[TEXT PROVIDED Boundary: Start]
Prescriptions - September 2016

Pregnancy and Fertility

Pregnancy and Fertility

Am I too old to have a baby?
Although there’s not really an age at which we tell people to not have children, there are a few factors one must consider. As we age, our chromosomes are more likely to have anomalies within them. Thus an aging mother is at higher risk for Down Syndrome and other chromosome abnormalities.  Miscarriage rates are much higher in older women, thus the emotional burden of miscarriages plays a larger role as we age. This is thought to occur because of the chromosome issues.
Many people have heard the term advanced maternal age, which refers to a 35 year old mother.  At this age, a woman’s risk of Down Syndrome is approximately one in 230 pregnancies. This age was chosen as advanced maternal age originally because the risk of causing a miscarriage with amniocentesis was 1:230, thus people over that age were offered amnio and those under 35 were not. Now we have less invasive testing methods whereby we can look at a baby’s chromosomes with blood taken from the mother’s arm. Although this eliminates the invasive nature of the test, the risk of chromosome abnormalities remains the same. Also as we age, other health related problems such as diabetes, high blood pressure and thyroid disease can become more of an issue and must be taken into consideration.  Now for those sleepless nights, that’s another topic all together.
[TEXT PROVIDED Boundary: End]
[INFORMATION SHOWN Boundary: Start]
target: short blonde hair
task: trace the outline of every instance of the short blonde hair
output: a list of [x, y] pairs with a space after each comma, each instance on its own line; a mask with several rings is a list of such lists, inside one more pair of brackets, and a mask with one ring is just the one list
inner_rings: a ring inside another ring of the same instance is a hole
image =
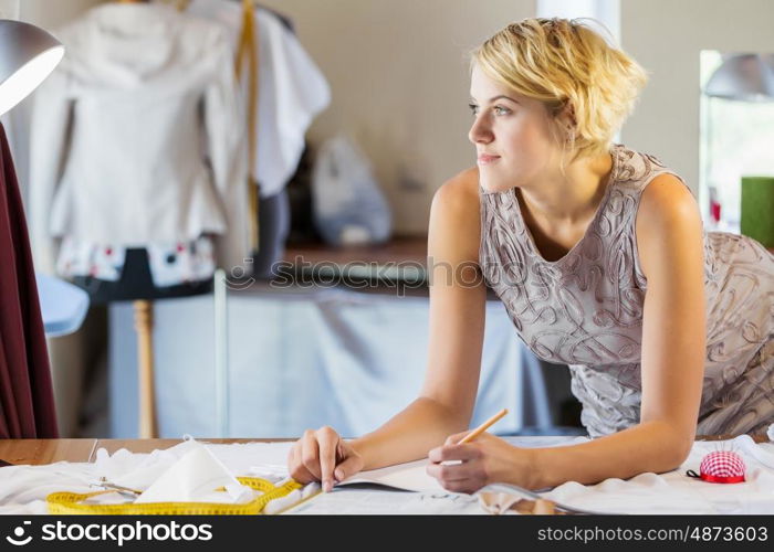
[[544, 103], [552, 116], [574, 113], [573, 158], [606, 152], [648, 77], [640, 65], [579, 19], [525, 19], [471, 54], [487, 76]]

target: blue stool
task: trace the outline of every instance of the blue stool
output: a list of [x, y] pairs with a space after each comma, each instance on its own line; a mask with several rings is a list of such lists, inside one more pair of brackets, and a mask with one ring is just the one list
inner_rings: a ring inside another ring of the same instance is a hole
[[40, 310], [46, 337], [73, 333], [88, 310], [88, 294], [64, 280], [36, 274]]

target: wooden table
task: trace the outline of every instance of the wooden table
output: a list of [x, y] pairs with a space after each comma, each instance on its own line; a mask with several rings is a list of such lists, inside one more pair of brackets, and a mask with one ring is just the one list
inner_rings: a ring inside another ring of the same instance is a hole
[[[700, 435], [697, 440], [730, 439], [733, 435]], [[753, 435], [756, 443], [768, 440], [766, 435]], [[206, 443], [282, 443], [295, 439], [200, 439]], [[119, 448], [133, 453], [150, 453], [169, 448], [180, 439], [7, 439], [0, 440], [0, 459], [10, 464], [52, 464], [54, 461], [94, 461], [96, 452], [105, 448], [113, 454]]]

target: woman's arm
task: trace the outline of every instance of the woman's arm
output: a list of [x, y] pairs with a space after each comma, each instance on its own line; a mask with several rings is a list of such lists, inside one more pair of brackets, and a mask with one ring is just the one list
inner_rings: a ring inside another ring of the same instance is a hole
[[677, 178], [648, 184], [636, 231], [648, 280], [640, 423], [561, 452], [535, 449], [533, 488], [669, 471], [693, 445], [707, 354], [703, 242], [698, 205]]
[[351, 442], [364, 469], [425, 458], [468, 428], [483, 347], [487, 288], [478, 265], [478, 170], [444, 183], [432, 200], [428, 232], [430, 332], [420, 396], [375, 432]]

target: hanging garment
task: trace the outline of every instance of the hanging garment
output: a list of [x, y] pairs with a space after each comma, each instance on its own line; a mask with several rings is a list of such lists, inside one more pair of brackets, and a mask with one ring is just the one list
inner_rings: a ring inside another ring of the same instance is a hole
[[45, 269], [64, 237], [118, 251], [216, 235], [218, 264], [242, 266], [244, 117], [223, 31], [164, 4], [108, 3], [56, 34], [67, 54], [35, 94], [30, 152]]
[[[151, 243], [144, 248], [153, 287], [176, 286], [196, 280], [208, 280], [215, 273], [212, 240], [200, 236], [188, 243]], [[103, 282], [118, 282], [127, 255], [127, 247], [76, 242], [65, 237], [56, 261], [56, 273], [73, 278], [90, 276]]]
[[0, 125], [0, 438], [57, 436], [32, 253]]
[[[238, 45], [243, 25], [239, 2], [191, 0], [186, 13], [217, 22]], [[299, 39], [273, 13], [255, 10], [259, 38], [257, 155], [251, 167], [261, 197], [276, 194], [291, 179], [304, 150], [304, 136], [314, 117], [331, 103], [331, 89]], [[247, 72], [241, 81], [249, 102]], [[244, 109], [247, 113], [247, 109]]]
[INFORMATION SHOWN Boundary: End]
Answer these questions from the pregnancy and fertility text above the rows:
(a) What is the higher miscarriage rate in older women thought to be caused by?
(b) To what age of mother does the term "advanced maternal age" refer?
(c) Which three health problems does the text name as becoming more of an issue with age?

(a) Chromosome issues.
(b) A 35-year-old mother.
(c) Diabetes, high blood pressure and thyroid disease.